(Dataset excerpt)
'''

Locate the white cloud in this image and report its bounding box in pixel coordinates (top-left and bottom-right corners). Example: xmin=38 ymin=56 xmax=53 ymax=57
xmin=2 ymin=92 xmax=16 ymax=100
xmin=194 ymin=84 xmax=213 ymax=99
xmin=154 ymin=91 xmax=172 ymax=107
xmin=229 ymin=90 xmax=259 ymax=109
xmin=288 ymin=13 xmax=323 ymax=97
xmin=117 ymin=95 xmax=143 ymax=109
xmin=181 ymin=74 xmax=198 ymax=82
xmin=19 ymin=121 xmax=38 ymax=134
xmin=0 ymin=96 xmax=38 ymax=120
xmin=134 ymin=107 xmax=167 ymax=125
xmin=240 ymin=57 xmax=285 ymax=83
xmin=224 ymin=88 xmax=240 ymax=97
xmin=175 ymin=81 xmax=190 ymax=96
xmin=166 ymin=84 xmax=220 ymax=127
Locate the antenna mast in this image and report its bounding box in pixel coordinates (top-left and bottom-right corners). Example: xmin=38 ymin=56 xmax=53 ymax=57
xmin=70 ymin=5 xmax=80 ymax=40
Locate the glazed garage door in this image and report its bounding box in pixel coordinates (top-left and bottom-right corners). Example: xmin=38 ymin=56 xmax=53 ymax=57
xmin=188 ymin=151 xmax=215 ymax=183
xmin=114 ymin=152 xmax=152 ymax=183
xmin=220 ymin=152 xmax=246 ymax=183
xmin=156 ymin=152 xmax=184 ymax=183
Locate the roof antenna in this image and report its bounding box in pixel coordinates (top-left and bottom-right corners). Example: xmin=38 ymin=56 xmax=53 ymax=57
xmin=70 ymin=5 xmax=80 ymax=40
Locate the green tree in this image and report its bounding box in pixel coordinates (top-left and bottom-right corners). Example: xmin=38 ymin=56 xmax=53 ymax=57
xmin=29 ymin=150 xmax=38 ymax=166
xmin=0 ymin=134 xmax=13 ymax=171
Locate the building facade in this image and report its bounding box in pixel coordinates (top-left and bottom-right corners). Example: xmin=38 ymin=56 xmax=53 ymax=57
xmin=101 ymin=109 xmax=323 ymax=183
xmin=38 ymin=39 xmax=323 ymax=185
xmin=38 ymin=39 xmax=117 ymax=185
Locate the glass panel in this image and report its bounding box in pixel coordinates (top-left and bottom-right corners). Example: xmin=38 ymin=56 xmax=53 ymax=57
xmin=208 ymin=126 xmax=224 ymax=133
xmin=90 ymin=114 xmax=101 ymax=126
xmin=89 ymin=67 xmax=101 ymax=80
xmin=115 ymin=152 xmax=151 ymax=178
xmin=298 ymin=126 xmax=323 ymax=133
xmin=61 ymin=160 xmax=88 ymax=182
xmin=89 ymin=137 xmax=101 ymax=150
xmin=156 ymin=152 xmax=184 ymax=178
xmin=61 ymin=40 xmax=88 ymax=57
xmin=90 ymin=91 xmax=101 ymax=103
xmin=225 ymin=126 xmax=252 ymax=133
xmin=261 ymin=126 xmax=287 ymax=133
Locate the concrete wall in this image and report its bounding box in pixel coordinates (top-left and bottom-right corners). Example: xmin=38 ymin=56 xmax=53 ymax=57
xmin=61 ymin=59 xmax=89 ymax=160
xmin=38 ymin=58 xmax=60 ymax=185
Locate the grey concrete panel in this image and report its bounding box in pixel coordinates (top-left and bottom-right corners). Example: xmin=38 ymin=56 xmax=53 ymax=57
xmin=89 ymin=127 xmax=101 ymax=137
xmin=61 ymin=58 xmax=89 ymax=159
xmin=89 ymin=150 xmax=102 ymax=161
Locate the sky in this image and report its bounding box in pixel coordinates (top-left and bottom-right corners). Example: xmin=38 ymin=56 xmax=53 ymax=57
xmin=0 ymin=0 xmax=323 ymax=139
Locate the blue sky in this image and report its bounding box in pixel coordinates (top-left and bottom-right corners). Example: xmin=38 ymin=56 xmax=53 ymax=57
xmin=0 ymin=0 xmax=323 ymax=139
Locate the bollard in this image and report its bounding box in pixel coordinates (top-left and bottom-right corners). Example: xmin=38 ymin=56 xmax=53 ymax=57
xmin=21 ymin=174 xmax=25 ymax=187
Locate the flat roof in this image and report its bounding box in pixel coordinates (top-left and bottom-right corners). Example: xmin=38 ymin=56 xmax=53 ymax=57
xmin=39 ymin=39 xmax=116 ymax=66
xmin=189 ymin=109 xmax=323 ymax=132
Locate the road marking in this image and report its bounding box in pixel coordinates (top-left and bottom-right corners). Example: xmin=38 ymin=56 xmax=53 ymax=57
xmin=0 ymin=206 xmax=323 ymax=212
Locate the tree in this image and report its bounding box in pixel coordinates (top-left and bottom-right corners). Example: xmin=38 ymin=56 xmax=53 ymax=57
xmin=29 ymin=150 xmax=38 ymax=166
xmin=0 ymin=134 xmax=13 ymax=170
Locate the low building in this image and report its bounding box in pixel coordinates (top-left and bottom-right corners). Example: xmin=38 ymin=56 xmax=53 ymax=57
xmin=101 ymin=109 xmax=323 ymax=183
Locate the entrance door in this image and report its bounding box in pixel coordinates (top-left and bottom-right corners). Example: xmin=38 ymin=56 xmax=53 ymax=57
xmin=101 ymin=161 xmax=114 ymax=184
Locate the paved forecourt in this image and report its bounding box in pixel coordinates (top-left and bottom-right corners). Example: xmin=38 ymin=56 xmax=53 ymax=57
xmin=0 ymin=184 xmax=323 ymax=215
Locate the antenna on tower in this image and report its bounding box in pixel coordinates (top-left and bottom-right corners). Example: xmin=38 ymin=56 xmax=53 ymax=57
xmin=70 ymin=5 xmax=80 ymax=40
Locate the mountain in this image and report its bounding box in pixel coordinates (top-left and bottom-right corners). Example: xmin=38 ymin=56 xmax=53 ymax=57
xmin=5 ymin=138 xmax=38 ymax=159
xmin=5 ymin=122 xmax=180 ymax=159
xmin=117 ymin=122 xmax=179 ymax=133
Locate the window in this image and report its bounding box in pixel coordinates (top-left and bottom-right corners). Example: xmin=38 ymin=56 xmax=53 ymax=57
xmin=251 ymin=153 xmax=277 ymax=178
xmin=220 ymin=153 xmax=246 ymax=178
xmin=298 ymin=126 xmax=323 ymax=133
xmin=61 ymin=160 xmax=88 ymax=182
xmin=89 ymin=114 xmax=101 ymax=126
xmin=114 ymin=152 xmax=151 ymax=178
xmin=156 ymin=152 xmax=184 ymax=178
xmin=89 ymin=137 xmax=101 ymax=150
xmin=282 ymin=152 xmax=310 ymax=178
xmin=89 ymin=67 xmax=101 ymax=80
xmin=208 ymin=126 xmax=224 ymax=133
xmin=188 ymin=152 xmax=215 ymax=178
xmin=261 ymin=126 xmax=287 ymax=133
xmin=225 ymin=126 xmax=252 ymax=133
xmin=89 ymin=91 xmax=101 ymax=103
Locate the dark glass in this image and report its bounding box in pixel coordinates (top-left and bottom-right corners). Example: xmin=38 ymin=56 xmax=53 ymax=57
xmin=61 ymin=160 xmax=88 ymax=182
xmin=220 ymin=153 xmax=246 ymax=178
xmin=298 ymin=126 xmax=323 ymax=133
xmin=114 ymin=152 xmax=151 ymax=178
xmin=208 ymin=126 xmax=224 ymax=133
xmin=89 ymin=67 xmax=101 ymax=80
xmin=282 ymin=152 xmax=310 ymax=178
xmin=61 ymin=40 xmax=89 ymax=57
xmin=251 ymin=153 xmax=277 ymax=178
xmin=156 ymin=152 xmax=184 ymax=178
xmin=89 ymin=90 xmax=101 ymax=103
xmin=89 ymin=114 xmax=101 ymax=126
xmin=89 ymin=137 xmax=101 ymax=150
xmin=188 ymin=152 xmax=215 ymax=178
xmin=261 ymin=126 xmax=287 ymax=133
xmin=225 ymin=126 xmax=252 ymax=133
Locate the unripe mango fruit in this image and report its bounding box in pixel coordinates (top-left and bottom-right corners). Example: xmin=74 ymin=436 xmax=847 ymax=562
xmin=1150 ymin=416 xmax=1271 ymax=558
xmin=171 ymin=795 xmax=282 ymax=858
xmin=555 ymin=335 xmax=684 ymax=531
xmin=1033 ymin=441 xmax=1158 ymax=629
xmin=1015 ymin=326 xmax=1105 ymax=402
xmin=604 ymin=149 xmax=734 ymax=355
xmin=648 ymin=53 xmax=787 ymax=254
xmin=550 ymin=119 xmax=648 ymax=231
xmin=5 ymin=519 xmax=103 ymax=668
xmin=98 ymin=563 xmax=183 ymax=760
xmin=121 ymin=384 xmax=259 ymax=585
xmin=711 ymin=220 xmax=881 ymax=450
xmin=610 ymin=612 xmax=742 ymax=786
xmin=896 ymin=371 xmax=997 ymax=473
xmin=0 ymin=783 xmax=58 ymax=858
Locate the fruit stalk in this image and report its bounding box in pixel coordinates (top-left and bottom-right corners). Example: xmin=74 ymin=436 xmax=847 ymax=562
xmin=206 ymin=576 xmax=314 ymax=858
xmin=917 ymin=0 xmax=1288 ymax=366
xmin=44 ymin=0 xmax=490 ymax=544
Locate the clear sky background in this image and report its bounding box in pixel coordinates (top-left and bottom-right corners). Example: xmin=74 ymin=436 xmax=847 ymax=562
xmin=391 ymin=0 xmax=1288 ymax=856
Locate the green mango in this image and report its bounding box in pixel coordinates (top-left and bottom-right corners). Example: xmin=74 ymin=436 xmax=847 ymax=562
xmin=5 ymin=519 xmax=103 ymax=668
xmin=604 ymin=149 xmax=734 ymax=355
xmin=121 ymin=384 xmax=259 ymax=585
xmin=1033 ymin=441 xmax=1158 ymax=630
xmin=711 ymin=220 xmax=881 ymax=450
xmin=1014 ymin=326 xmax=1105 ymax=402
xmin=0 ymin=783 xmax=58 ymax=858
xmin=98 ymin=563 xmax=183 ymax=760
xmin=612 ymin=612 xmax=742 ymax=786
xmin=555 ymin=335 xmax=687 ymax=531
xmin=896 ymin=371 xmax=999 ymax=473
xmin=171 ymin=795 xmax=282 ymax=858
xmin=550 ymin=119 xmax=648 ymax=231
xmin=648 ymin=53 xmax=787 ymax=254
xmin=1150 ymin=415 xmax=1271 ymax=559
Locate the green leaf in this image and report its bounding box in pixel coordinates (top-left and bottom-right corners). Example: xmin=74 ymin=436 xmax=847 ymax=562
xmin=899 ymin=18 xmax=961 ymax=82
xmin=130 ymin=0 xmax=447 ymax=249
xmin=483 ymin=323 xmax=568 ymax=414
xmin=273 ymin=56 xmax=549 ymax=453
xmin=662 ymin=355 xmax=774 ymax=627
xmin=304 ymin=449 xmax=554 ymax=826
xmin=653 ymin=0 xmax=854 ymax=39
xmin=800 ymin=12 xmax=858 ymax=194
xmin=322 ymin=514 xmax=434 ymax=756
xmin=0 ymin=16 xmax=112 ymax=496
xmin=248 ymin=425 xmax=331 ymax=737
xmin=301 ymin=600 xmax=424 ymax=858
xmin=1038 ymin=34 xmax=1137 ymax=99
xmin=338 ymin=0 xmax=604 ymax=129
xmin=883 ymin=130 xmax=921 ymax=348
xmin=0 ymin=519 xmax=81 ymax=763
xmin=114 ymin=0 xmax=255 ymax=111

'''

Please copy out the items starting at the line containing "Locate the sky" and ending at the line containing "xmin=21 ymin=174 xmax=25 ymax=187". Rename "bollard" to "post" and keep everything else unchanged.

Exercise answer:
Locate the sky in this image and report its bounding box in pixel coordinates (top-left and bottom-right corners). Example: xmin=38 ymin=56 xmax=53 ymax=57
xmin=0 ymin=0 xmax=323 ymax=139
Locate the blue sky in this image and report its bounding box in pixel coordinates (top-left and bottom-right corners). Example: xmin=38 ymin=56 xmax=53 ymax=57
xmin=0 ymin=0 xmax=323 ymax=139
Locate the post in this image and report its bounding box in pixel coordinates (top-left and bottom-right corners). Example: xmin=38 ymin=56 xmax=53 ymax=57
xmin=21 ymin=174 xmax=25 ymax=187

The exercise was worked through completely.